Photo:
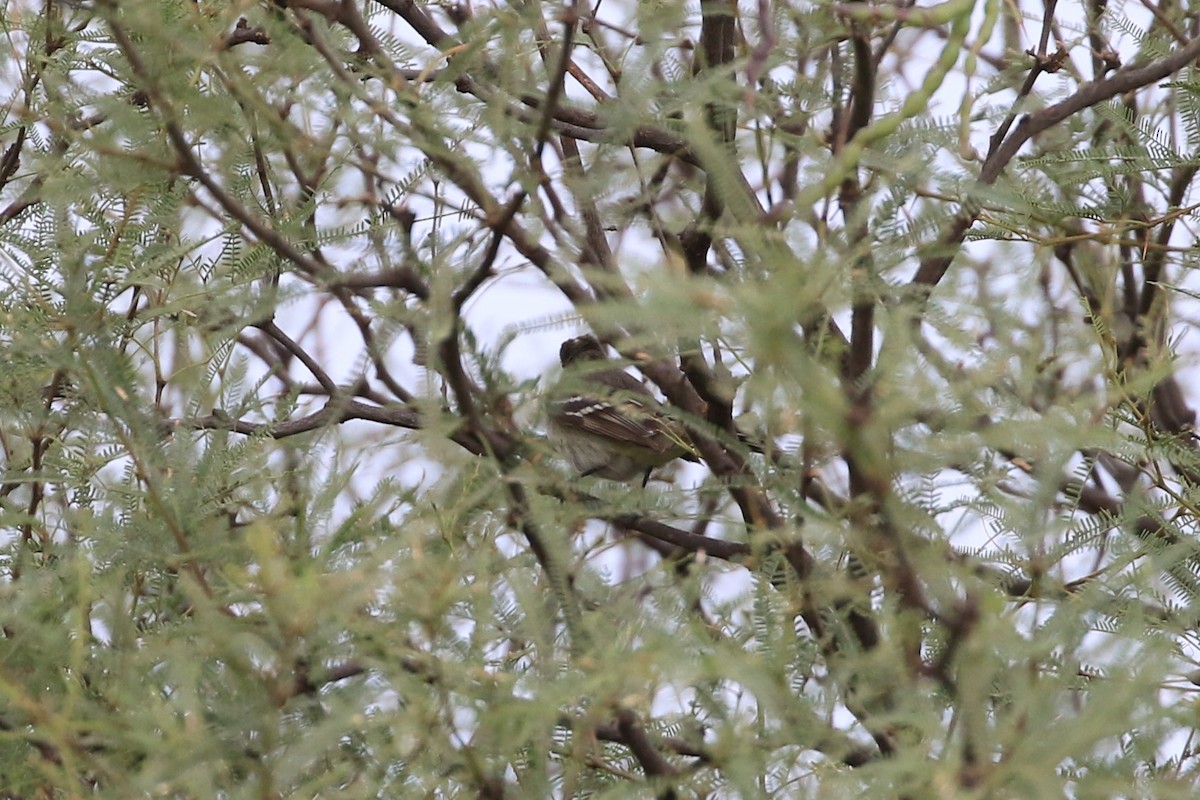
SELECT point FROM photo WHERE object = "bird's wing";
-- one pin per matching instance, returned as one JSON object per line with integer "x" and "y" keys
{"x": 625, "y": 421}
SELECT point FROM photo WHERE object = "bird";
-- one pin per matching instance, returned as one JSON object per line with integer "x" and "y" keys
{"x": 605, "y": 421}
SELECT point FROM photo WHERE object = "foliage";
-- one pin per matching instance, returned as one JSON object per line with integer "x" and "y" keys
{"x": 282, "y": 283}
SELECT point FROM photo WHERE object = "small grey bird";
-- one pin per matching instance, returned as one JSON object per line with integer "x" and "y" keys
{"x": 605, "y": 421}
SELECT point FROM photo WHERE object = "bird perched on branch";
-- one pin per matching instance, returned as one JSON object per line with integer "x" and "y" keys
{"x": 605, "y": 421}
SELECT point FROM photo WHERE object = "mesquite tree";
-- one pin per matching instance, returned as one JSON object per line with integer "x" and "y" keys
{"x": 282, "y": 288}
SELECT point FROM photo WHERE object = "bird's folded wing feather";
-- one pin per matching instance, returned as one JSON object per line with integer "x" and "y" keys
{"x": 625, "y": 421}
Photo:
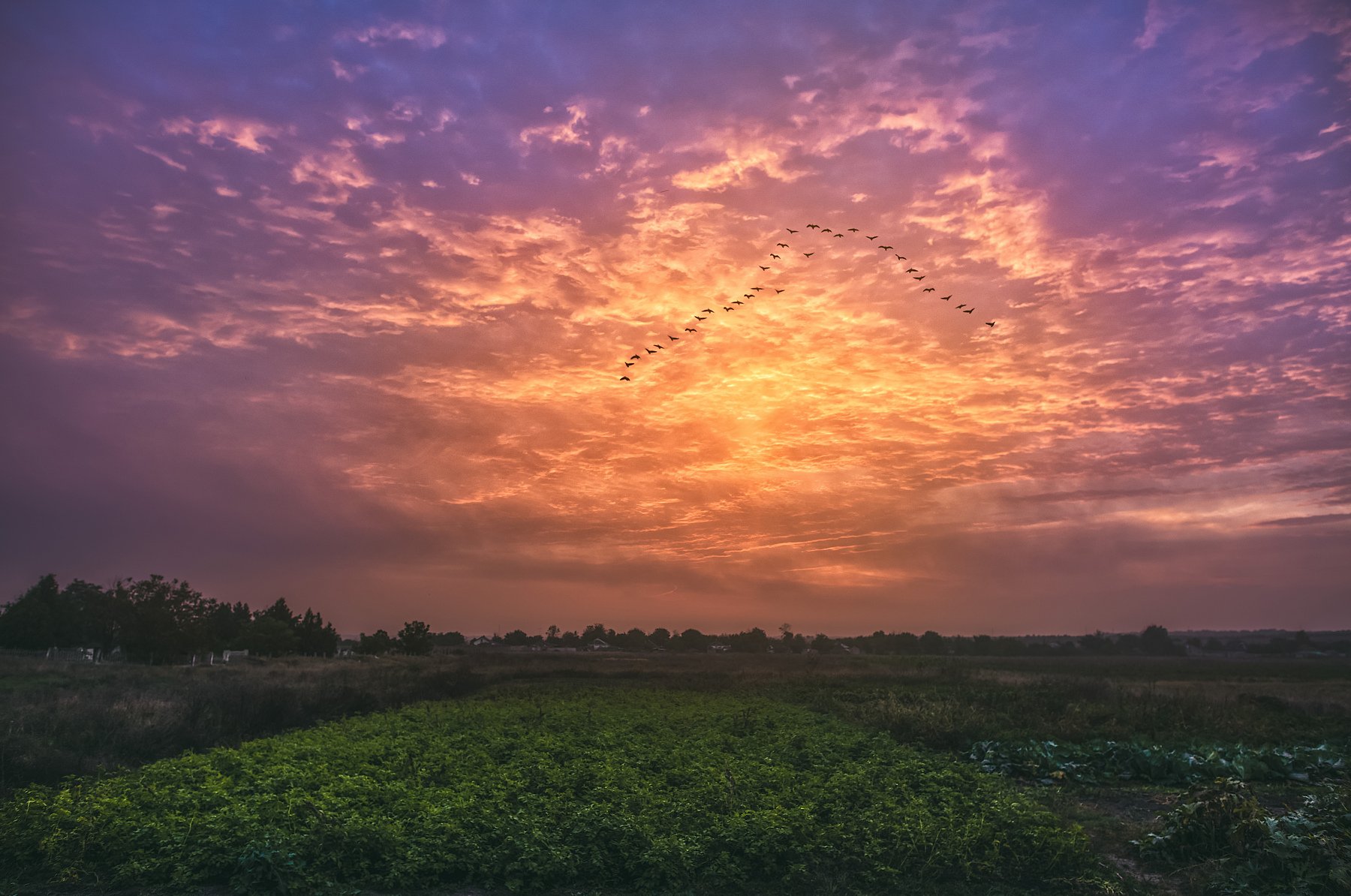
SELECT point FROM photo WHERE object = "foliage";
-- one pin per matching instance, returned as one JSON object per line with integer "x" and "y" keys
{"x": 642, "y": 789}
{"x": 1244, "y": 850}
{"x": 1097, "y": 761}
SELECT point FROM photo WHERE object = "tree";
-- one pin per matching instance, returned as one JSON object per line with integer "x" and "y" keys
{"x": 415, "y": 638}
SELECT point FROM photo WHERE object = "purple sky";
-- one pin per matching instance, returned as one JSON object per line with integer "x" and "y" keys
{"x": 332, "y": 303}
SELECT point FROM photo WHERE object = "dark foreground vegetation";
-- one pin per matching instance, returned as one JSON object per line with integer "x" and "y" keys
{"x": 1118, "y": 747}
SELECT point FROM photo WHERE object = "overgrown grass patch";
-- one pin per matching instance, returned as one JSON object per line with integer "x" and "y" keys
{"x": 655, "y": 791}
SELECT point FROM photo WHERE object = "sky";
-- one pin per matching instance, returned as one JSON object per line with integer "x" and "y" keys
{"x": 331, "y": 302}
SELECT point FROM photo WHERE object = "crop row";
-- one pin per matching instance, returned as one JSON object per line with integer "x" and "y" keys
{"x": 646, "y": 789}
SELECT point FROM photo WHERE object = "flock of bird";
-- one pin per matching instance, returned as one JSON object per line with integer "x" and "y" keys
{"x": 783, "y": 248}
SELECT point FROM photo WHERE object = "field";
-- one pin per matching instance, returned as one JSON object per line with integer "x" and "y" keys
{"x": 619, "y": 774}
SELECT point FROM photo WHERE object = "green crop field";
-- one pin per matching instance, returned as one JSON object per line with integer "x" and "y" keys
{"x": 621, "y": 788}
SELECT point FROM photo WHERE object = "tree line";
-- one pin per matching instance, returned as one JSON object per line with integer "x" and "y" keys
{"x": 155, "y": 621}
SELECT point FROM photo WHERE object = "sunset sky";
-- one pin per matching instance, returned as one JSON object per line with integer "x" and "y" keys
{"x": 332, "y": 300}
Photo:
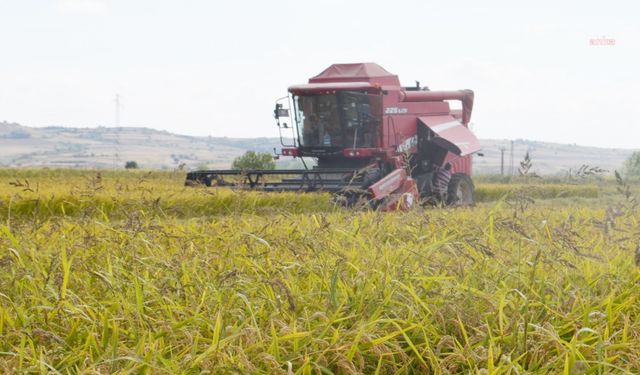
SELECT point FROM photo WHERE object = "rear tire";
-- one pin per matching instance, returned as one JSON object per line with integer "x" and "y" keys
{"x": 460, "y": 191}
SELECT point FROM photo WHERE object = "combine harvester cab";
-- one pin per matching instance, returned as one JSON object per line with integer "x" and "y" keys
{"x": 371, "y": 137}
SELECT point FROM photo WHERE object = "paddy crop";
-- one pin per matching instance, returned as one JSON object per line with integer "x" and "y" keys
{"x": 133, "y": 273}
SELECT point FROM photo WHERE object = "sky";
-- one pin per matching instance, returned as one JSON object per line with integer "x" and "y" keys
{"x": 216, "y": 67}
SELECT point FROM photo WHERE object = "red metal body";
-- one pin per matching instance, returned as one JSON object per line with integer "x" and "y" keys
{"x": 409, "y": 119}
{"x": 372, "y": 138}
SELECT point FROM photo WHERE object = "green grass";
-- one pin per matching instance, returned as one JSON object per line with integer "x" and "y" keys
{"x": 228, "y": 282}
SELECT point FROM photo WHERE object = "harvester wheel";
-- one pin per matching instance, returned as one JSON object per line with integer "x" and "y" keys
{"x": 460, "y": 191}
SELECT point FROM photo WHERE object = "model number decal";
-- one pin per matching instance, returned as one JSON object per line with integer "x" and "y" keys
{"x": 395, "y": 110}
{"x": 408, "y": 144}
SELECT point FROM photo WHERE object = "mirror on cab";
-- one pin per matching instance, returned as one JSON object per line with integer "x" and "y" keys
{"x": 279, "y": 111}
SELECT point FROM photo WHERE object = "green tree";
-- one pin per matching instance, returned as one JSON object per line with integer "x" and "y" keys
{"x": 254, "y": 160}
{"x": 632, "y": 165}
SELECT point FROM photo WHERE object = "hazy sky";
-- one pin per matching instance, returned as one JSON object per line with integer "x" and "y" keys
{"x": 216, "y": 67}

┄┄┄┄┄┄┄┄┄┄

◆ **WRITTEN REQUEST**
Without the pictures, print the records in full, exactly as they appear.

◆ **CORRECT OUTPUT**
Photo:
SELECT point FROM photo WHERE object = "bird's wing";
-- one pin per matching instance, returned as one JSON object per line with integer "x" and "y" keys
{"x": 625, "y": 421}
SELECT point FROM photo WHERE object = "bird";
-- one pin per matching instance, returned as one JSON object per line with integer "x" and "y" keys
{"x": 605, "y": 421}
SELECT point FROM photo WHERE object = "foliage";
-- one pin per matching instance, returned as one JSON object per line with integer "x" and "y" keys
{"x": 282, "y": 283}
SELECT point FROM photo WHERE object = "small grey bird";
-- one pin per matching instance, returned as one JSON object per line with integer "x" and "y" keys
{"x": 605, "y": 421}
SELECT point FROM photo WHERE object = "bird perched on branch";
-- one pin per matching instance, returned as one JSON object per line with integer "x" and "y" keys
{"x": 605, "y": 421}
SELECT point FROM photo WHERE object = "mesquite tree";
-- one pin per matching instance, returned as one JSON object per line with integer "x" and "y" keys
{"x": 282, "y": 288}
SELECT point FROM photo WHERE object = "bird's folded wing feather";
-- one pin per matching instance, returned as one JSON object per line with integer "x" and "y" keys
{"x": 625, "y": 421}
Photo:
SELECT point FROM photo WHERE object = "foliage";
-- one pin per matching instance, returned as one JSON object per line with integer "x" and "y" keys
{"x": 642, "y": 789}
{"x": 1244, "y": 850}
{"x": 1097, "y": 761}
SELECT point FROM photo WHERE object = "tree";
-- one pin per matching instance, returned as one JSON object per line with integer "x" and "y" keys
{"x": 415, "y": 638}
SELECT point FROM photo WHERE object = "purple sky";
-- one pin per matching instance, returned as one JSON object per line with integer "x" and "y" keys
{"x": 332, "y": 303}
SELECT point FROM photo WHERE object = "dark foreground vegetation";
-- one pin per matching instance, returned as one JSON object per line with integer "x" and "y" keys
{"x": 1118, "y": 747}
SELECT point FROM photo WHERE object = "overgrown grass patch";
-- one pin per matching instance, returned as one JSON object per line with integer "x" and "y" keys
{"x": 655, "y": 791}
SELECT point FROM photo WHERE object = "sky";
-- one pin per matching instance, returned as one JSON object per line with integer "x" and "y" keys
{"x": 331, "y": 302}
SELECT point FROM photo WHERE object = "crop row";
-- one pin per matching instance, returned as one JSON object per line with integer "x" and "y" keys
{"x": 646, "y": 789}
SELECT point FROM photo WHERE object = "flock of bird";
-- one pin per matching instance, returned as one JSON object per line with integer "x" and "y" keys
{"x": 783, "y": 248}
SELECT point FROM photo WHERE object = "field";
-- one pin per matching instance, returned as one JSON object per line with integer "x" and "y" keys
{"x": 619, "y": 774}
SELECT point FROM photo WHERE object = "green crop field";
-- one pin per matching instance, returned as one JSON object per line with integer "x" and "y" keys
{"x": 621, "y": 788}
SELECT point FROM photo WHERE object = "tree line";
-- one pin per matching instance, returned as one JSON object per line with integer "x" and "y" keys
{"x": 155, "y": 621}
SELECT point FROM photo WHERE object = "sunset sky";
-- one pin per matching instance, returned as one JSON object per line with integer "x" and "y" keys
{"x": 332, "y": 300}
Photo:
SELECT point FROM photo WHERE object = "rear tire";
-- one pin per matching instance, returned as one JSON object per line with integer "x" and "y" keys
{"x": 460, "y": 191}
SELECT point FROM photo WHERE object = "combine harvester cab";
-- one pin per matching instance, returned as one JSON object per line with integer "x" and "y" keys
{"x": 371, "y": 137}
SELECT point FROM photo WHERE object = "paddy crop";
-- one pin per matching instance, returned as one JSON object per line with integer "x" and "y" keys
{"x": 133, "y": 273}
SELECT point FROM photo WHERE object = "sky";
-- one pin per matching instance, returned as one JSON object per line with integer "x" and "y" keys
{"x": 216, "y": 67}
SELECT point FROM photo WHERE object = "red metal body";
-- one pin per matching instance, returned as one JSON object per line with integer "x" and "y" keys
{"x": 409, "y": 119}
{"x": 372, "y": 138}
SELECT point FROM photo WHERE object = "green grass";
-- one pin per matching instance, returned as one JSON object per line with integer "x" and "y" keys
{"x": 228, "y": 282}
SELECT point FROM photo WHERE object = "harvester wheel";
-- one pin per matching instance, returned as one JSON object per line with integer "x" and "y" keys
{"x": 460, "y": 191}
SELECT point FROM photo WHERE object = "model number decal";
-- one pin per matching instance, returned as one JSON object per line with integer "x" and "y" keys
{"x": 395, "y": 110}
{"x": 408, "y": 144}
SELECT point FROM photo WHERE object = "mirror on cab";
-- one pin per matching instance, returned as one JSON object per line with integer "x" and "y" keys
{"x": 279, "y": 111}
SELECT point FROM photo WHERE object = "green tree";
-- one pin per matching instance, returned as one JSON object per line with integer "x" and "y" keys
{"x": 254, "y": 160}
{"x": 632, "y": 165}
SELECT point FROM photo WHERE object = "hazy sky";
-- one pin per matching instance, returned as one JSON object per line with integer "x" and "y" keys
{"x": 216, "y": 67}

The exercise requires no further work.